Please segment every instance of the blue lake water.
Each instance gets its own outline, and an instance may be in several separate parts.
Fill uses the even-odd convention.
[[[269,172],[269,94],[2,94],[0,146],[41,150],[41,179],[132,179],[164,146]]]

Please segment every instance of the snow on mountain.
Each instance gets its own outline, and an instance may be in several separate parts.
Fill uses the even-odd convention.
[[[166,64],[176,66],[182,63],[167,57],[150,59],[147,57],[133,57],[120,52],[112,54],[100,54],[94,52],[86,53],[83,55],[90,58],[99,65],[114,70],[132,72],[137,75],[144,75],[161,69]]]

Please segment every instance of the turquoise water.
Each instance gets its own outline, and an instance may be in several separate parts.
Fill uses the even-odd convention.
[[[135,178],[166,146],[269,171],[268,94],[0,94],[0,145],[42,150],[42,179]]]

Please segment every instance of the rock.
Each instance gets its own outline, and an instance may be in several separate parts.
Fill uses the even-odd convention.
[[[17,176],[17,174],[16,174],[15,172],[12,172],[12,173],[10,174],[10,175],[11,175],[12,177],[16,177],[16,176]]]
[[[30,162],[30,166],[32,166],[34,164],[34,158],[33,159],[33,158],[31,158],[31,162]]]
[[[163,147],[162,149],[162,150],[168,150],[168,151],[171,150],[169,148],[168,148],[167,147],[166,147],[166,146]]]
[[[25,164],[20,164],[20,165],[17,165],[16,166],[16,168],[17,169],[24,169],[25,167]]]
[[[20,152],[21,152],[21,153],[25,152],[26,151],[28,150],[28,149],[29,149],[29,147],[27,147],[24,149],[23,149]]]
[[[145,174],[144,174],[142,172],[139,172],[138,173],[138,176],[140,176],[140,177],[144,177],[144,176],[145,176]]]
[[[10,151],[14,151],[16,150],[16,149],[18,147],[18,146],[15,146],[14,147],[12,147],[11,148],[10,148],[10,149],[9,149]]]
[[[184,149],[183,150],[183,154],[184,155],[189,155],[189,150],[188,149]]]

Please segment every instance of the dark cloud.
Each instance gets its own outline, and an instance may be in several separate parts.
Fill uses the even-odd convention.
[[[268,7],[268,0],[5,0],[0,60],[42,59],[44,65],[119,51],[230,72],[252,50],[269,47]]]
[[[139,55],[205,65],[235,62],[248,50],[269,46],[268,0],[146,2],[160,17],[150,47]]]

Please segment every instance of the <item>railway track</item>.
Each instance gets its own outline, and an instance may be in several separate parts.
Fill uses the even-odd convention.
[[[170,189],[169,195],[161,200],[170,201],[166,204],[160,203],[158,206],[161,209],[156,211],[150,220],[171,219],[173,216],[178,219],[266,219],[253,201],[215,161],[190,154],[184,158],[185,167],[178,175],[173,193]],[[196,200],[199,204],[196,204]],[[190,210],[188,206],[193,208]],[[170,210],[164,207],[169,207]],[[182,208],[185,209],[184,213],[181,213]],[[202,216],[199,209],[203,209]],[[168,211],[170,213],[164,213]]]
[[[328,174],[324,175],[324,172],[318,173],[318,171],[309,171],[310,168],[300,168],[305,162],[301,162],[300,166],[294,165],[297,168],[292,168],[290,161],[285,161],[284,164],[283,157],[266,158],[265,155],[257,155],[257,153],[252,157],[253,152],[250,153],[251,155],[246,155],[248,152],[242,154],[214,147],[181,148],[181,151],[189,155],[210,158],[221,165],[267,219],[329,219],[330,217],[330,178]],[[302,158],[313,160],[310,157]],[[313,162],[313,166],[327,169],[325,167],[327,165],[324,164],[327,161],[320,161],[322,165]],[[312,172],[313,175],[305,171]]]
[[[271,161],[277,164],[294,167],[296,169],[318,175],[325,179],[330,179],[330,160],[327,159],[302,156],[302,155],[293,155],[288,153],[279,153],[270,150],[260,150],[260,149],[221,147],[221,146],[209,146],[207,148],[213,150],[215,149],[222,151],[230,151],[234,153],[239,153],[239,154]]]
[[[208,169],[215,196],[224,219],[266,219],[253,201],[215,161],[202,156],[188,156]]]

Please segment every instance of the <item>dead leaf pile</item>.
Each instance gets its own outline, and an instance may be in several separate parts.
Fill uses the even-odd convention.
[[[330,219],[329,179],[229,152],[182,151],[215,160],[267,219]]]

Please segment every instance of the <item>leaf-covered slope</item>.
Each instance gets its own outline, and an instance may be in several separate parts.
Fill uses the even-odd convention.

WHAT YOU ARE ASKED TO DO – Output exactly the lines between the one containing "Please segment every instance of the <item>dead" and the final line above, both inclusive.

SOLUTION TO THE PROBLEM –
Please segment every instance of the <item>dead leaf pile</item>.
Each instance gets its own outline, and an instance may be in several separate parts.
Fill uses the even-odd convention.
[[[330,219],[329,179],[229,152],[182,151],[215,160],[267,219]]]

Please segment every instance of the <item>leaf-covered slope</item>.
Each instance gets its own outline, and an instance may be in several separate parts.
Fill uses the even-odd convention.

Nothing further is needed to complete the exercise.